### [PROBLEM REQUIREMENTS]
Reproduce this listing in full.

### [DATASET ROWS]
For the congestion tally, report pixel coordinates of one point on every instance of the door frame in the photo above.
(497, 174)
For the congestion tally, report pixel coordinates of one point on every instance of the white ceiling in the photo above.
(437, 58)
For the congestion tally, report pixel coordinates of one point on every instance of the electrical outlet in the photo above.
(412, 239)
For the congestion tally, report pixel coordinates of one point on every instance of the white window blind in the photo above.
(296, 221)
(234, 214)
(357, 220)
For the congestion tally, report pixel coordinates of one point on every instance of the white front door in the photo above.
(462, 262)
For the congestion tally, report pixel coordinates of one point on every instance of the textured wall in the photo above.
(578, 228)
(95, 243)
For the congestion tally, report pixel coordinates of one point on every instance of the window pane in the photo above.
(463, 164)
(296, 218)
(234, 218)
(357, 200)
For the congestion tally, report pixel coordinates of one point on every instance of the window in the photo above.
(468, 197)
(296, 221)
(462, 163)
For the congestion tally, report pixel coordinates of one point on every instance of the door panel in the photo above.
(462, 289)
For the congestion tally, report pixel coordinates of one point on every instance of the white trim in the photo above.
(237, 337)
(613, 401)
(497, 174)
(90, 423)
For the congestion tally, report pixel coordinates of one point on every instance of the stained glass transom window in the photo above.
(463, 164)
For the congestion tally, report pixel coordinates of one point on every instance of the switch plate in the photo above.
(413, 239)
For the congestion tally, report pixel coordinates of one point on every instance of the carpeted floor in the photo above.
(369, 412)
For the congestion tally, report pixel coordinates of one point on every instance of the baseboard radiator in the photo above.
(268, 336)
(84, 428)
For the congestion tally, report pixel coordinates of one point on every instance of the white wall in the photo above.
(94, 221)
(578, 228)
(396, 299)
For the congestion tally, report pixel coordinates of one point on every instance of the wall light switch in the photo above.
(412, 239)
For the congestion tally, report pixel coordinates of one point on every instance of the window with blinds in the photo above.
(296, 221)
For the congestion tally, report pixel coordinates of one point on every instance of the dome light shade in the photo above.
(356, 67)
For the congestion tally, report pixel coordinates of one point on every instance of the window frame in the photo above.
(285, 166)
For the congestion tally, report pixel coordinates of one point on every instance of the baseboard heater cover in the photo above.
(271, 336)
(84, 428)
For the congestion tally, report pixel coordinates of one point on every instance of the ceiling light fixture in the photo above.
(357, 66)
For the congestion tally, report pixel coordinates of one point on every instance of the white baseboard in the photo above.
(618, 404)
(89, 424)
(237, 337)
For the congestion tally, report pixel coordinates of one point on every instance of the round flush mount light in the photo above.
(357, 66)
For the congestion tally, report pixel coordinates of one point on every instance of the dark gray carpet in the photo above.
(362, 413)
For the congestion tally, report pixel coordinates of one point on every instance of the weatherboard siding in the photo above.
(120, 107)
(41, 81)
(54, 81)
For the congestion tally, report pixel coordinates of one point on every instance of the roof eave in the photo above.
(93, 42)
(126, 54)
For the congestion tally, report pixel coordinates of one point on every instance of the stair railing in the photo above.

### [FINAL RESULT]
For the congestion tally, report pixel coordinates of one point on every instance of the door frame in the photo above.
(497, 174)
For the congestion tally, report pixel coordinates of one point on every instance of the white ceiling in the photo above.
(437, 58)
For the congestion tally, report pixel coordinates of one point on every instance of the electrical outlet in the photo above.
(412, 239)
For the congestion tally, report pixel coordinates of one point on every instance of the white window blind in the photo above.
(296, 221)
(234, 214)
(357, 220)
For the congestion tally, report pixel coordinates of one point on every instance of the white front door in the photo above.
(462, 262)
For the congestion tally, report pixel coordinates of one point on every instance of the textured wall in the photo above.
(578, 228)
(95, 243)
For the congestion tally, report pixel coordinates of one point on every instance of the window pane in the photo above.
(463, 164)
(296, 218)
(234, 218)
(357, 200)
For the congestion tally, report pixel coordinates of one point on every instance of the window in the photo above.
(468, 197)
(296, 221)
(462, 163)
For the congestion tally, report pixel coordinates of one point on every instance of the door panel in the photo above.
(462, 289)
For the congestion tally, report pixel coordinates of one point on every instance of the white trim in the photo above.
(237, 337)
(613, 401)
(497, 174)
(90, 423)
For the congestion tally, report pixel coordinates of one point on every instance of the stained glass transom window in the photo above.
(463, 164)
For the congestion tally, report pixel coordinates of one point on every instance of the switch plate in the photo above.
(413, 239)
For the congestion tally, report pixel coordinates of one point on every instance of the carpeted floor in the photo above.
(369, 412)
For the congestion tally, report pixel coordinates of one point on every instance of the baseboard radiator in the photo above.
(268, 336)
(84, 428)
For the congestion tally, report pixel coordinates of one point on every instance of the white wall in the photo above.
(94, 221)
(578, 228)
(396, 299)
For the congestion tally, report pixel coordinates of one point on every instance of the wall light switch in the photo above.
(412, 239)
For the congestion tally, report pixel coordinates of one point on every instance of the window with blinds in the photo above.
(296, 221)
For the congestion tally, report pixel coordinates of one point on every instance of the dome light shade in the photo above.
(356, 67)
For the congestion tally, report pixel coordinates of one point on every instance of the window frame in the photo above.
(285, 166)
For the congestion tally, report pixel coordinates of one point on every instance of the baseboard heater cover in the photo above.
(271, 336)
(84, 428)
For the congestion tally, report pixel coordinates of one point on every instance of the ceiling light fixture in the photo above.
(357, 66)
For the congestion tally, report pixel coordinates of one point on every instance of the white baseboard in the photo above.
(618, 404)
(89, 424)
(237, 337)
For the congestion tally, report pixel coordinates of one point on every instance of the round flush mount light in the photo above.
(357, 66)
For the congestion tally, report pixel coordinates of one point on every instance of the dark gray carpet in the photo above.
(362, 413)
For the congestion tally, report pixel coordinates of one point on every instance of the weatherboard siding in the photo above.
(120, 107)
(41, 81)
(54, 81)
For the congestion tally, report pixel coordinates of one point on every instance of the roof eave in the photo above.
(93, 42)
(126, 54)
For the congestion tally, report pixel coordinates of one point on every instance of the stair railing in the photo above.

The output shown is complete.